Selected extract:
....................
In fact, it didn't tell me anything helpful at all about my daughter. 

It certainly didn't prepare me for the fact that at a year old Phoenix might develop Alopecia and loose all her hair. Because even with all of Science's correlations and associations, it can't predict how extra genetic material is going to impact my child.

The presence of the extra chromosome causes a variety of differences in each individual - which is why it is referred to as a syndrome. Some of the physical diiferences on the "list" are:

Low muscle tone, extra skin at the nape of the neck, a flattened bridge of the nose, a single crease in the palm of the hand (simian crease), small ears,  small mouth, upward slanting eyes with an extra fold of skin near the nose, wide, short hands with short fingers, white spots on the colored part of the eye (Brushfield spots). Also, most children with Down syndrome are physically smaller than you would expect based upon their parents height.

So we are given this list, and the overall feeling I have is negativity. As if my daughter, because she has some, or all, of these characteristics, is flawed. Unacceptable. Ugly. 

Because otherwise, why would you bother mentioning these things at all?

Here's the thing. Yes, Phoenix has small ears, and a small nose, and a small, bald head. Yes, she has a different crease on her hand, and stubby fingers. Yes, she has an extra fold of skin next to her nose which make her eyes appear wider. Yes, she is smaller than most other kids her age. 

But when I look at her, I don't see flawed. I don't see ugly. I see a child who is beautiful. Who has alabaster skin. Who has a perfectly formed head and lovely almond-shaped eyes. 

I see beauty. 

Not ugly.

Phoenix is not a list of attributes. She's a human being. 

Unlike, perhaps, the Geneticist.
....................
Parts of the exercise:
1. Copy out the stretch of the piece about Phoenix from "Here's the thing." through "lovely almond-shaped eyes.".
2. Please carry the piece about Phoenix on past its final line.
....................
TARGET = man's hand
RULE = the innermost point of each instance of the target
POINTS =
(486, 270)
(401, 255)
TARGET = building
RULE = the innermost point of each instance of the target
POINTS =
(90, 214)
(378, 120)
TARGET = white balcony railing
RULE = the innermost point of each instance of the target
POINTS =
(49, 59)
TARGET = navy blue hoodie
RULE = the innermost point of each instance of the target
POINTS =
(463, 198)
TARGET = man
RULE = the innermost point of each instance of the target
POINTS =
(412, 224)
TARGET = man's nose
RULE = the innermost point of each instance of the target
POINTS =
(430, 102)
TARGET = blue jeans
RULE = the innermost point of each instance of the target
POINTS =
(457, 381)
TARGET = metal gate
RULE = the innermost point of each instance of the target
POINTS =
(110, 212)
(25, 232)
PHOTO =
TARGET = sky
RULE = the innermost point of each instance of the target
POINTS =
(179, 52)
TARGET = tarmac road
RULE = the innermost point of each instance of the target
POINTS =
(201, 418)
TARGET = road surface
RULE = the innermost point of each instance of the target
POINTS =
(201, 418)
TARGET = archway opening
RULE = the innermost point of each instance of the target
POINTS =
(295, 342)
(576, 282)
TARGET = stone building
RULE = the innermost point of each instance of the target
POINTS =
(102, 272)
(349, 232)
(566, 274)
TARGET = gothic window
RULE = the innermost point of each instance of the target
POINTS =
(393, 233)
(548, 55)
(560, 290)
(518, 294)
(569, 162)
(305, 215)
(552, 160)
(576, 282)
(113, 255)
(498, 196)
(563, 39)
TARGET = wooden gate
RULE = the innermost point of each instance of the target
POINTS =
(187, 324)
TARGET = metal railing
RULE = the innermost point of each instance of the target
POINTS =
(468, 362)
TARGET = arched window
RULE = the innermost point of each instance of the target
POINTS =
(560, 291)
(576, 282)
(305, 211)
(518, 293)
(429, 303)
....................
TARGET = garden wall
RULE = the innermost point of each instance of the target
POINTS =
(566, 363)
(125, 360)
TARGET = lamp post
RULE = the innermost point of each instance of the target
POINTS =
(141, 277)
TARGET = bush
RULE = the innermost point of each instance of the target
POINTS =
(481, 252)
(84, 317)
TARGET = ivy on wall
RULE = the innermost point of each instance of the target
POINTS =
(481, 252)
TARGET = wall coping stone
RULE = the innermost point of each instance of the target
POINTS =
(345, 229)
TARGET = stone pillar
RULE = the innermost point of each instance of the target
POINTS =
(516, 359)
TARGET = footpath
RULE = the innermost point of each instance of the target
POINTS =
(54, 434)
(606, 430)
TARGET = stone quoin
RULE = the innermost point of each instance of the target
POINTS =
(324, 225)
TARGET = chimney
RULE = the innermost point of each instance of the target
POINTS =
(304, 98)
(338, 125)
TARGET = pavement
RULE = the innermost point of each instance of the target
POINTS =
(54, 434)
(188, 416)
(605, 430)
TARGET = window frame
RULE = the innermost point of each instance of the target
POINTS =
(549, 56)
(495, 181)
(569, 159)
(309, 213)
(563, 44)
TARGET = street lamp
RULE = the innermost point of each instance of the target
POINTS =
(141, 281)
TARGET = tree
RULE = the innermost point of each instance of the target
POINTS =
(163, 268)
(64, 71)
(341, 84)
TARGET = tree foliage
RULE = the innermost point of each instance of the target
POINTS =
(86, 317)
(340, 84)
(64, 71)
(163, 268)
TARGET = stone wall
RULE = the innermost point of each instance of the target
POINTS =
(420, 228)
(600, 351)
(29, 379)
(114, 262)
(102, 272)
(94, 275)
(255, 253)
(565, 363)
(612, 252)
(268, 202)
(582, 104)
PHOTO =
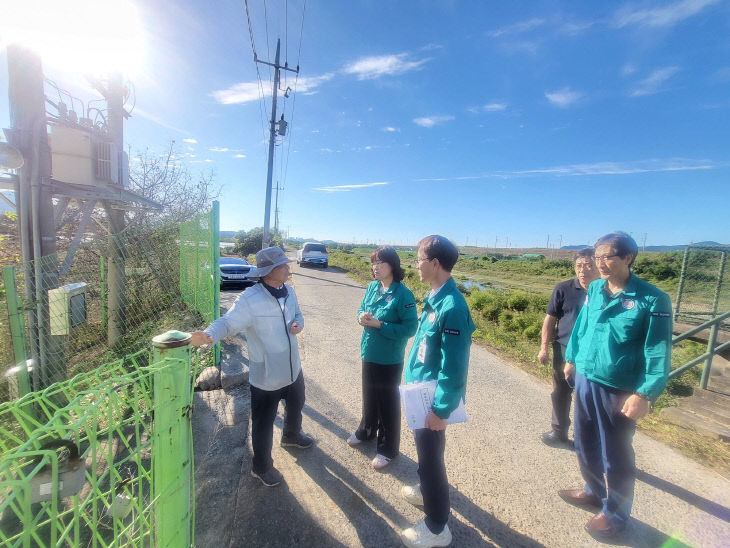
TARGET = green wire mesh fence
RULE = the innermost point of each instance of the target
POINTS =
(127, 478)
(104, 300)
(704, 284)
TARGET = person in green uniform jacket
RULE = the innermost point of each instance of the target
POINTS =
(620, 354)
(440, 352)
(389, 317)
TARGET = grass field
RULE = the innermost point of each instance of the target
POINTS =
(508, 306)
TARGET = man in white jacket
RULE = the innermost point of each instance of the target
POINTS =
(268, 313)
....................
Answers:
1.
Here's the thing. Yes, Phoenix has small ears, and a small nose, and a small, bald head. Yes, she has a different crease on her hand, and stubby fingers. Yes, she has an extra fold of skin next to her nose which make her eyes appear wider. Yes, she is smaller than most other kids her age. 

But when I look at her, I don't see flawed. I don't see ugly. I see a child who is beautiful. Who has alabaster skin. Who has a perfectly formed head and lovely almond-shaped eyes.

2.
  1. I think it is all about the presentation. We had a very warm, considerate, and caring geneticist and therefore the list was delivered as posibilities. I also can't imagine not knowing these things about Down syndrome. Just like a diagnosis of cancer, there are risks, side effects, and other potenial problems. You can't tell a cancer patient what exactly is going to happen to them during and after chemo. What you can do is compassionately educated them so that they can make informed choices and choose how they will deal with their diagnosis.

    I am sorry that you had a crappy geneticist and we certainly had our fair share of crappy with Bridgie's diagnosis but by the time we got to the geneticist I was so glad to have this information it made me feel less alone.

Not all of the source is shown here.